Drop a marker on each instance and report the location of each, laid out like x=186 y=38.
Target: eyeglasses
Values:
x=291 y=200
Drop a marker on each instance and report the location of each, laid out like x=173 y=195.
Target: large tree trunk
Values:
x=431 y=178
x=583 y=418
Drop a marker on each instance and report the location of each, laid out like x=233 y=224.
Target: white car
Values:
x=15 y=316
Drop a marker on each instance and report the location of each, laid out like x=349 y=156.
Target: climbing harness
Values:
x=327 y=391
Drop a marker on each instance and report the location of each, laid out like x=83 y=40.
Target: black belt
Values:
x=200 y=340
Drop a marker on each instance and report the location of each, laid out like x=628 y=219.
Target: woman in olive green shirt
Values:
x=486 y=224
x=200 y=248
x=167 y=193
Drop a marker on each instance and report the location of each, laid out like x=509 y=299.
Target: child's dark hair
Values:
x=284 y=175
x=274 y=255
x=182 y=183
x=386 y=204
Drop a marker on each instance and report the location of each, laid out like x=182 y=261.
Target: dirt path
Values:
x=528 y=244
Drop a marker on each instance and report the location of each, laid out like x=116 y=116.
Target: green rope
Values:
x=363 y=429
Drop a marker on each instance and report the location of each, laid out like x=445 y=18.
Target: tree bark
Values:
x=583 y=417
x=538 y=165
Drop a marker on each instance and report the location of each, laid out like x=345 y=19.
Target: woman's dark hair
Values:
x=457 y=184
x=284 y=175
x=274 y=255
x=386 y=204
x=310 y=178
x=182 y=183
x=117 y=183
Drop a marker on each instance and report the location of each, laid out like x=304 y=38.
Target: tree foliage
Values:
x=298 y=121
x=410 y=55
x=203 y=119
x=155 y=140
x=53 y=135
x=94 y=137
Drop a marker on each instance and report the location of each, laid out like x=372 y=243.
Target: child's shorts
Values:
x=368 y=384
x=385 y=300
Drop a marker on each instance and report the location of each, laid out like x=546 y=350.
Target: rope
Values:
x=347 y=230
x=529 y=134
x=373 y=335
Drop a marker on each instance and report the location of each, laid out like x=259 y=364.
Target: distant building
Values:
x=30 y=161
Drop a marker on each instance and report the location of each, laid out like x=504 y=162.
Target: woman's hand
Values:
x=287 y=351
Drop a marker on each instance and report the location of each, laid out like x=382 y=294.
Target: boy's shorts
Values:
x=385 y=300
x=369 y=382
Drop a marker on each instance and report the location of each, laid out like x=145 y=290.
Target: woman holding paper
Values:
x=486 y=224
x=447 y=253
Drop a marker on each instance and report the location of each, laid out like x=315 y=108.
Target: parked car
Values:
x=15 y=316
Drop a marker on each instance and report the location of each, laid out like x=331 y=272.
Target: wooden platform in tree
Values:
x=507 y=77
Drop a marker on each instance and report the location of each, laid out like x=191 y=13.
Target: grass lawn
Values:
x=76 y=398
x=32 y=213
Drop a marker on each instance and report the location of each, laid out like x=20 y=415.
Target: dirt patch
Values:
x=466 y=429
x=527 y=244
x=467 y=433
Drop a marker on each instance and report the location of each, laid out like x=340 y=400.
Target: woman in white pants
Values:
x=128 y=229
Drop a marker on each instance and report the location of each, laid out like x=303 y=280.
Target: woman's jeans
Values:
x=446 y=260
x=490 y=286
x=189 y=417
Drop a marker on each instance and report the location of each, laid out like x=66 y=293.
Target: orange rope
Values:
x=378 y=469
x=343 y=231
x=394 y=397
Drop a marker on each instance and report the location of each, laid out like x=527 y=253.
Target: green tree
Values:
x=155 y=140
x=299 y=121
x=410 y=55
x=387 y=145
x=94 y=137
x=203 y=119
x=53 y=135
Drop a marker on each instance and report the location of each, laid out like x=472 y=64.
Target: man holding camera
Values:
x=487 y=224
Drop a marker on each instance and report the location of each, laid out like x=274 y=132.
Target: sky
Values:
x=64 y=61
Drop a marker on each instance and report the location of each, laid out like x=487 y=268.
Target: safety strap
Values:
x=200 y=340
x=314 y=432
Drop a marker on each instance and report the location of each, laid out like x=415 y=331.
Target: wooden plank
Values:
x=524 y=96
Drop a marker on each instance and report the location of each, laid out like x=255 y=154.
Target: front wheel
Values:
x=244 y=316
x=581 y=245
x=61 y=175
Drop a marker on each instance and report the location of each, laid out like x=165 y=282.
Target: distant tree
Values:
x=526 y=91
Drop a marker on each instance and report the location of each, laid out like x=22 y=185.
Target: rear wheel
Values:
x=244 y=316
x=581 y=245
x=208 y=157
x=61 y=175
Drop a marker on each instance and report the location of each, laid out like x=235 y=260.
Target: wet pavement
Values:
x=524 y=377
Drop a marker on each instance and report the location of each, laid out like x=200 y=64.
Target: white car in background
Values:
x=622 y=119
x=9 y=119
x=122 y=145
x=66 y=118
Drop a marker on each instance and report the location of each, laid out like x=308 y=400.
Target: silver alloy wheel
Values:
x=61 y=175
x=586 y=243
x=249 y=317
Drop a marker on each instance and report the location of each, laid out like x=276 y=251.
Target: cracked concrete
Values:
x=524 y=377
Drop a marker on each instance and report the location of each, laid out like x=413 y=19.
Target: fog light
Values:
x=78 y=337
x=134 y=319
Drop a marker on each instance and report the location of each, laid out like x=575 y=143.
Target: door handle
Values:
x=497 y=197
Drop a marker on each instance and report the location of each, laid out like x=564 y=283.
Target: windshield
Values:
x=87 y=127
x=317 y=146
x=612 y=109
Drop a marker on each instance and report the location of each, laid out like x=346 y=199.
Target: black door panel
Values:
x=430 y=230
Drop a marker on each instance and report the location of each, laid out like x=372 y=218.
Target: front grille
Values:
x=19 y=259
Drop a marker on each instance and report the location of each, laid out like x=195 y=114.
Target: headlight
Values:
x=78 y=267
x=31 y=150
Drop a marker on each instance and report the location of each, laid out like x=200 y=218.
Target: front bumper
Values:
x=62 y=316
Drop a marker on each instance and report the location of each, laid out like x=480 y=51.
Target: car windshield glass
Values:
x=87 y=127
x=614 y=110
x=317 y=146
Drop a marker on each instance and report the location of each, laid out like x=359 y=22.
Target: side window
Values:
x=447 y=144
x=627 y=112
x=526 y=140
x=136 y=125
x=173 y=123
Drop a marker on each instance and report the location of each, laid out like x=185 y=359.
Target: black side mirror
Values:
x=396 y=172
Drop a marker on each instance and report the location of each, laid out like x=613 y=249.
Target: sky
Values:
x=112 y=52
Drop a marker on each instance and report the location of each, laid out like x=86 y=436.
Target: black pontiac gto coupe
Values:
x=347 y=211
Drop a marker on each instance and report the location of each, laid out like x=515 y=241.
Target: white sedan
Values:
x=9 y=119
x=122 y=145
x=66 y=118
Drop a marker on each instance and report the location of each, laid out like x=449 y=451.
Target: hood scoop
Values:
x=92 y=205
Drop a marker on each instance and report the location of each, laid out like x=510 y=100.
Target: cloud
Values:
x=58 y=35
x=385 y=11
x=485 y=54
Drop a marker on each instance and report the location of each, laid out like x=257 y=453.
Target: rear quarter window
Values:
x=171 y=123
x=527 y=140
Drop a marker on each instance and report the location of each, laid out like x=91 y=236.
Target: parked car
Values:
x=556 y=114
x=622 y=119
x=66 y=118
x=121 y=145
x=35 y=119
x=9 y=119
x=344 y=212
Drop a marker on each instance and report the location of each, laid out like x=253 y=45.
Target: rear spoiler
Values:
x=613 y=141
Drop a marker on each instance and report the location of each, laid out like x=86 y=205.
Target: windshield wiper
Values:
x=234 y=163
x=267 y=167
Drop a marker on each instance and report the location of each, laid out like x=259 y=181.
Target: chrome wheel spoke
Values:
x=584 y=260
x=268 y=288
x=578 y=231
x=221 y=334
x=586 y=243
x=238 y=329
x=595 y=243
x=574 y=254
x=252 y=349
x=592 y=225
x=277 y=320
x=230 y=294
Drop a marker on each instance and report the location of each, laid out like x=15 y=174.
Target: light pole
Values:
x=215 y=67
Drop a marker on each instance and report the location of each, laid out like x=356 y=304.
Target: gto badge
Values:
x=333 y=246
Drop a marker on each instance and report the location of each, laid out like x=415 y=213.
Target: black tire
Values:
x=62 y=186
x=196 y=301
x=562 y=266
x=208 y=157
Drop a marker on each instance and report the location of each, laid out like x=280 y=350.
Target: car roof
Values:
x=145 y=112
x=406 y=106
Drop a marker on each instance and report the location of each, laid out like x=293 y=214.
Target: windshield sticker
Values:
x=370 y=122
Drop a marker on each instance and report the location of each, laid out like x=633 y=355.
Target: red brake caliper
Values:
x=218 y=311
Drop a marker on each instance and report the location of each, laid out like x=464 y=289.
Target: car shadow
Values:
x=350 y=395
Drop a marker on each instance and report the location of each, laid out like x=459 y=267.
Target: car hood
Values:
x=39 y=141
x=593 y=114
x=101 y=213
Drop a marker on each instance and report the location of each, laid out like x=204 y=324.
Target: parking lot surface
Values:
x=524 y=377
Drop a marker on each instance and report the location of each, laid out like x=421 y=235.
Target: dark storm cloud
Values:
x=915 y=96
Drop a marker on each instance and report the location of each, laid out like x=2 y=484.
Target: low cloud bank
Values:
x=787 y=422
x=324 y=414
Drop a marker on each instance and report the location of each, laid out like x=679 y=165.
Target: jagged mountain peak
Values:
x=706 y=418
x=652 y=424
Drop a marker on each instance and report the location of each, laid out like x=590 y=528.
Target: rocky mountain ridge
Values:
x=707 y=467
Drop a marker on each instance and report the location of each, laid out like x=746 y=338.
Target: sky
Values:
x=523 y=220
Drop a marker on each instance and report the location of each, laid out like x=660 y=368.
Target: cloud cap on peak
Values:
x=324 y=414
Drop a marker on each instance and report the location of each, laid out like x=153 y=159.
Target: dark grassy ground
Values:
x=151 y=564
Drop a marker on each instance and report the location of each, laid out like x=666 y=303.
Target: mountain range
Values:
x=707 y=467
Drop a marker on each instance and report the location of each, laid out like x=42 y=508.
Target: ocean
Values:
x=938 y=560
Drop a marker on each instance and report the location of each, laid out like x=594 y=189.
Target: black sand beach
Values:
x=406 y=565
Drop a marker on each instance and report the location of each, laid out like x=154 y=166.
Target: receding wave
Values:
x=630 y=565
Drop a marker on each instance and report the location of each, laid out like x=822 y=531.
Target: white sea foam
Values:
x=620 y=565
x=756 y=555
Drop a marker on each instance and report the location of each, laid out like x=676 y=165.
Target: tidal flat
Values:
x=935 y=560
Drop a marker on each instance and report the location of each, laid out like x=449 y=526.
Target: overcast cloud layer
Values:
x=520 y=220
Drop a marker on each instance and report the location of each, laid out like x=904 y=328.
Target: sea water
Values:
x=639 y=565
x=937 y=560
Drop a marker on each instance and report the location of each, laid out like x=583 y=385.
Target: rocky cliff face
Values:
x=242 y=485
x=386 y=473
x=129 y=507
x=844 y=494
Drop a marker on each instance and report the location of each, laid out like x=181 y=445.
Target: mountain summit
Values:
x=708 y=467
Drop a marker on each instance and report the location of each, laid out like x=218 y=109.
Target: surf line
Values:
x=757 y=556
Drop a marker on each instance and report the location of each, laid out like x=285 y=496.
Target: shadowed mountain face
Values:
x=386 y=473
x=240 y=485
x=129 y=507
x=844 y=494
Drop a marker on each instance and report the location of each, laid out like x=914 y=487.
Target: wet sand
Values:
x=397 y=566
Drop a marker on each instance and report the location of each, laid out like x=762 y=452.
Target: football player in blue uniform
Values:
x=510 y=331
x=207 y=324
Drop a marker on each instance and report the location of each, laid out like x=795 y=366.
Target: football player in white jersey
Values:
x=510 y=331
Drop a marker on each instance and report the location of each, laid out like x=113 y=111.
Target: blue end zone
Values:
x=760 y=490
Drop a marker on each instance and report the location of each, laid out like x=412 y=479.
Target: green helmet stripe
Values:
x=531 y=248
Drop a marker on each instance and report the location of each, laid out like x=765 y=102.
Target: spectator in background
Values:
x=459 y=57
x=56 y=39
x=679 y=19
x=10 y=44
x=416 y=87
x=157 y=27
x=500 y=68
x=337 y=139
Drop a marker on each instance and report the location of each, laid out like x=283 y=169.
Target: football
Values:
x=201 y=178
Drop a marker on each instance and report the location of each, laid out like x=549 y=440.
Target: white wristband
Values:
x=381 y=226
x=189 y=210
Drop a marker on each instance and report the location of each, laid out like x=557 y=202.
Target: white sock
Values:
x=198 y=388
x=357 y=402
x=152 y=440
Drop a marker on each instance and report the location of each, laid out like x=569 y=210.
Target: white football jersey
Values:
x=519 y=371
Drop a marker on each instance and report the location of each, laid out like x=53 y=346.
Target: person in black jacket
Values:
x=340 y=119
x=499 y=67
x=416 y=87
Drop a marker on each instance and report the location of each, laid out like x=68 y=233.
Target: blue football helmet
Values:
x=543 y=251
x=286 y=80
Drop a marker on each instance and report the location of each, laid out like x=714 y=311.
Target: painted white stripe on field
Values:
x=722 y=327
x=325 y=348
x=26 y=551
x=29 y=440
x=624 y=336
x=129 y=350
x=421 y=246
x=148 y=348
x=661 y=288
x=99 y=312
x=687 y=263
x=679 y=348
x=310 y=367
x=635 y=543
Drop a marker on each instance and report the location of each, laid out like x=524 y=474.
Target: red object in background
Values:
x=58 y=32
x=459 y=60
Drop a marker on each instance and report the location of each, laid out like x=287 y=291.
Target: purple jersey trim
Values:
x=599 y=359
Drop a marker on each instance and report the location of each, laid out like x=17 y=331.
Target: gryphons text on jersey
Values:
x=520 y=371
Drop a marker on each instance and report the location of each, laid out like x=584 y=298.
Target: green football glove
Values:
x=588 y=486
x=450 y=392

####

What is needed — Show each line of the listing that holds the string "rear".

Answer to this problem —
Target: rear wheel
Target: rear quarter window
Target: rear spoiler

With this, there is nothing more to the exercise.